*** Task data Section Begins ***

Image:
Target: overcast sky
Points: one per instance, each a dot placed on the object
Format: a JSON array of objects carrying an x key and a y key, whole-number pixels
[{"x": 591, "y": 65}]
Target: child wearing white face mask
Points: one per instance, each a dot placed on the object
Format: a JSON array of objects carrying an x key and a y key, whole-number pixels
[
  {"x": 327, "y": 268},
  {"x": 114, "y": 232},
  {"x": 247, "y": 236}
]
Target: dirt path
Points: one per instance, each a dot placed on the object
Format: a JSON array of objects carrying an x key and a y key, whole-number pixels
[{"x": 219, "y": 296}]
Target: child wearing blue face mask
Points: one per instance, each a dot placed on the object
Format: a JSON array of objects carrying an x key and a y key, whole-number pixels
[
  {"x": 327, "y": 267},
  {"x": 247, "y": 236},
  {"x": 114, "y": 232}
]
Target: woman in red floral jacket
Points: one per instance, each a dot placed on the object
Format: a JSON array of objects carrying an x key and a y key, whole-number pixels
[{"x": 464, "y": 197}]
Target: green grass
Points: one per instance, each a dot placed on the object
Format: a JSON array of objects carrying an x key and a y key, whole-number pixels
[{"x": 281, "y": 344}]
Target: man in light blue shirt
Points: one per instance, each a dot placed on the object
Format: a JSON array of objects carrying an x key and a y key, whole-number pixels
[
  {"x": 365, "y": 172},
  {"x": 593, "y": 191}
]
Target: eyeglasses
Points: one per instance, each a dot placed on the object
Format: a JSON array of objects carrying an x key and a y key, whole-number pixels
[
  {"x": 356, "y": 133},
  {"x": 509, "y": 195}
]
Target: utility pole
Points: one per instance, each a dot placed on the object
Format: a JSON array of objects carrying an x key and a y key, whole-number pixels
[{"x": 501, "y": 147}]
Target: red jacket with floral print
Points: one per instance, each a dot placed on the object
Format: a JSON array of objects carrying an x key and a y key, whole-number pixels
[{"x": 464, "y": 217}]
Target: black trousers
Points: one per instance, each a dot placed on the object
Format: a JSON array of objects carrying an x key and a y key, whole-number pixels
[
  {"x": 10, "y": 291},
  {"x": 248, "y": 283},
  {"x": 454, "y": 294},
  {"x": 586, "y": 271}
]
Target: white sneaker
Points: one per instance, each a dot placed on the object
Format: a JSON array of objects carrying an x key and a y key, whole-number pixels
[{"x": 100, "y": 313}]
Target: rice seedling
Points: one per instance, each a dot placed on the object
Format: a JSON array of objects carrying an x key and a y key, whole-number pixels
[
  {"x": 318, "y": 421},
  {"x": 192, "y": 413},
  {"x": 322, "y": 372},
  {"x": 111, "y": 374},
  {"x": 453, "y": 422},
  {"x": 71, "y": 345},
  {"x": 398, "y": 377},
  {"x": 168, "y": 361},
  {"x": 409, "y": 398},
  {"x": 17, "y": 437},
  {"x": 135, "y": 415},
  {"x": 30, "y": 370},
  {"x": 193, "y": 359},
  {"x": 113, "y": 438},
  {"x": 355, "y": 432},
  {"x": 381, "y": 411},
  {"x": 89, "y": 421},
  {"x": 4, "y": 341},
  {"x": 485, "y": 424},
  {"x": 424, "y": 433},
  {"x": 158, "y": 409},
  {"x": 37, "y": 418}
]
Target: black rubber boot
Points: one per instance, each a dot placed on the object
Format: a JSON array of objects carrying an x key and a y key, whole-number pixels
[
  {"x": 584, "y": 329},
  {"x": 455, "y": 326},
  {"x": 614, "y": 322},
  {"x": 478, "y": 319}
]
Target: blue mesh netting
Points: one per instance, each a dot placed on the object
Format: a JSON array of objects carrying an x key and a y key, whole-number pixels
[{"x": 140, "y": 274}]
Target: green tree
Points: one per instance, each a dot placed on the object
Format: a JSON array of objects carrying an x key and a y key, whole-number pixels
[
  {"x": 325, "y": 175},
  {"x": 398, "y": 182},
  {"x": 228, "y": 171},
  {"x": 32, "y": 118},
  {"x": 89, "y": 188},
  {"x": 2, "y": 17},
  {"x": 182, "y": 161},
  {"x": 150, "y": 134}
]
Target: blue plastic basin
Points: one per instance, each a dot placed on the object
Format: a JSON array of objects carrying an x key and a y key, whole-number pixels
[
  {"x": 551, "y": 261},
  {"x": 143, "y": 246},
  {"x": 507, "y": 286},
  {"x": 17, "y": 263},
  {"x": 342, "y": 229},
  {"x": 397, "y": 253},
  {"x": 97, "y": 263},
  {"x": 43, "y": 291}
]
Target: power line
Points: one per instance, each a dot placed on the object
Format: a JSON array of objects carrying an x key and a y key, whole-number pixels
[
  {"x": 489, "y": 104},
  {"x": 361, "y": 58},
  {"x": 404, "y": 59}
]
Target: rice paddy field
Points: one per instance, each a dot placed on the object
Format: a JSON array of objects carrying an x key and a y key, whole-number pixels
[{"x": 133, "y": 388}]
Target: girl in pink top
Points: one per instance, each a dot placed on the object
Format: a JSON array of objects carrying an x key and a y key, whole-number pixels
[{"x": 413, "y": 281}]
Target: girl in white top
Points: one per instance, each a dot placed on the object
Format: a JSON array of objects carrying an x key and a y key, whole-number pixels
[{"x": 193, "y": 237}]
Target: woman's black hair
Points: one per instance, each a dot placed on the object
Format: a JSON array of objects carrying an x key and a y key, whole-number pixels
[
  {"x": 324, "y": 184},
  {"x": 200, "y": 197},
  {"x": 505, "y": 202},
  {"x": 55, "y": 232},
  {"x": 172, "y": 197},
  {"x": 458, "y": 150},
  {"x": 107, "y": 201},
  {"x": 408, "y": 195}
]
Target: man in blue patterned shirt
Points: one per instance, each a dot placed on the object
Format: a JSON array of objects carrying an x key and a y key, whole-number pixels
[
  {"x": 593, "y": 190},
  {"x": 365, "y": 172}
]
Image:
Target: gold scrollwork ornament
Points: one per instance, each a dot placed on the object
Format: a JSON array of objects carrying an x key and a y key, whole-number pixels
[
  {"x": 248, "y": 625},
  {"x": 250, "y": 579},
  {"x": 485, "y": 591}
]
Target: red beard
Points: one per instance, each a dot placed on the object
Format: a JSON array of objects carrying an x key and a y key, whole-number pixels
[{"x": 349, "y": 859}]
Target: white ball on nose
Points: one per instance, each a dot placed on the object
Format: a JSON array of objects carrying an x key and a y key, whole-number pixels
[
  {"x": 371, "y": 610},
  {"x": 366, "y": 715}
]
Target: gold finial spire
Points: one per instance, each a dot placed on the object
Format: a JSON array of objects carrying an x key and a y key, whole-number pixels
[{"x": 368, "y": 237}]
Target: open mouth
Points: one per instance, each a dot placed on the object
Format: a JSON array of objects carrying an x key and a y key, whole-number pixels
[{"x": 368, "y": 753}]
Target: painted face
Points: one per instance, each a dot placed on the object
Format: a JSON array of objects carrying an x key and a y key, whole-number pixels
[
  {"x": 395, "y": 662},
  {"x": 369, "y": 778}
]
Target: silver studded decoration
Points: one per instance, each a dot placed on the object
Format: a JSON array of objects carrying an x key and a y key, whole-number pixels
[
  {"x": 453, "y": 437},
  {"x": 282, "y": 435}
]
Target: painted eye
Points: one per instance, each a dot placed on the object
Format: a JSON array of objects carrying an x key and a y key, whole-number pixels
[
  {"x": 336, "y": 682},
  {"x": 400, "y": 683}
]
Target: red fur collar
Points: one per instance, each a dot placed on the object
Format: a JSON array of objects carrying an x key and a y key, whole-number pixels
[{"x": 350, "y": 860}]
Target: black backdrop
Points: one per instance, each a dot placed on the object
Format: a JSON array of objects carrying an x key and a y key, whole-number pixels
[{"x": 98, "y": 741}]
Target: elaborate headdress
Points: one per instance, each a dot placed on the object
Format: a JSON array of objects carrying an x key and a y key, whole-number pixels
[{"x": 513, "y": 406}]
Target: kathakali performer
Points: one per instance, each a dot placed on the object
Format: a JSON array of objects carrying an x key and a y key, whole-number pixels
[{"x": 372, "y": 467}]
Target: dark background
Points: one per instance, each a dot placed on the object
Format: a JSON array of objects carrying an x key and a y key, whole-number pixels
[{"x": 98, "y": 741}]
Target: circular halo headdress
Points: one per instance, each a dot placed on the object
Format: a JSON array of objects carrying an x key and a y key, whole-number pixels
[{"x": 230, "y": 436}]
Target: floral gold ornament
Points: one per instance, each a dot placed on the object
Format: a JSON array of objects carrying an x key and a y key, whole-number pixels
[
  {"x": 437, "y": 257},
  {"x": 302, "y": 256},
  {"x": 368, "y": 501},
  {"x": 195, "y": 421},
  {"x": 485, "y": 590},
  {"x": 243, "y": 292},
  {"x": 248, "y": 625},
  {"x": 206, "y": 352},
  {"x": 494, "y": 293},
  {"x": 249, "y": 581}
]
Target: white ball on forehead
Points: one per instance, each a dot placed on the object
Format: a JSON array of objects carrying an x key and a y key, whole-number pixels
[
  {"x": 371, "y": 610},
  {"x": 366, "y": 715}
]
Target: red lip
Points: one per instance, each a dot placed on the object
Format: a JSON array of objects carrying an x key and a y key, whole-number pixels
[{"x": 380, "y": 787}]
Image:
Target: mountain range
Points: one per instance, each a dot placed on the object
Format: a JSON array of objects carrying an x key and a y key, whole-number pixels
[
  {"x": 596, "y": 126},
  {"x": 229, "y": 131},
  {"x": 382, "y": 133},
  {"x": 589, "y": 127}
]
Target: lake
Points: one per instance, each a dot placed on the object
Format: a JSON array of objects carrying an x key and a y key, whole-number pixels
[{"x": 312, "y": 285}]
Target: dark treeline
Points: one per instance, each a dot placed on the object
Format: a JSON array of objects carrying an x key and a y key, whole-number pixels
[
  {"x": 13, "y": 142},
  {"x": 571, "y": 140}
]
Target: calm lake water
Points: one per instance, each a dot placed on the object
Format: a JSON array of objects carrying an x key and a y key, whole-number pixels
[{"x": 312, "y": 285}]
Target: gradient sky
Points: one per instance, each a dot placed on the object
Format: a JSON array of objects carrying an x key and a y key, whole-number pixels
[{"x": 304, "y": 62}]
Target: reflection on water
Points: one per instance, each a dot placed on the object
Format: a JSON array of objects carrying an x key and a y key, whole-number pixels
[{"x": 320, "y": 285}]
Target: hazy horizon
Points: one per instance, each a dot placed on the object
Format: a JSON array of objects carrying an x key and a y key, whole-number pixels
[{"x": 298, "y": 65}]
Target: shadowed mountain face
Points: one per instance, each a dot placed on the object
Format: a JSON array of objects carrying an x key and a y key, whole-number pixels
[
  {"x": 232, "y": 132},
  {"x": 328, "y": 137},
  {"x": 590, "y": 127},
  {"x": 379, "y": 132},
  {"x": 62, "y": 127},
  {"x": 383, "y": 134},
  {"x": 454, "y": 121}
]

*** Task data Section Ends ***

What you will do>
Take the line above containing "Target: man in blue patterned shirt", the line containing "Target: gold finial spire", and all lines in between, and copy them exactly without anything else.

Answer area>
Target: man in blue patterned shirt
Points: one per instance, each a dot placed on the object
Format: a JSON array of objects carrying an x key and a y key, whole-number pixels
[
  {"x": 593, "y": 190},
  {"x": 365, "y": 172}
]
Image:
Target: gold scrollwork ornament
Points: one per instance, each a dot placed on the object
Format: a JSON array of objects carrying an x key and a y key, whole-number pixels
[
  {"x": 248, "y": 625},
  {"x": 250, "y": 579},
  {"x": 485, "y": 591}
]
Target: red beard
Points: one per instance, each a dot placed on the object
Format: a JSON array of objects carrying an x key and a y key, whole-number pixels
[{"x": 349, "y": 859}]
Target: white ball on nose
Points: one per instance, each a dot placed on the object
Format: a JSON array of objects carrying an x key and a y key, whole-number pixels
[
  {"x": 371, "y": 610},
  {"x": 366, "y": 715}
]
Target: gold finial spire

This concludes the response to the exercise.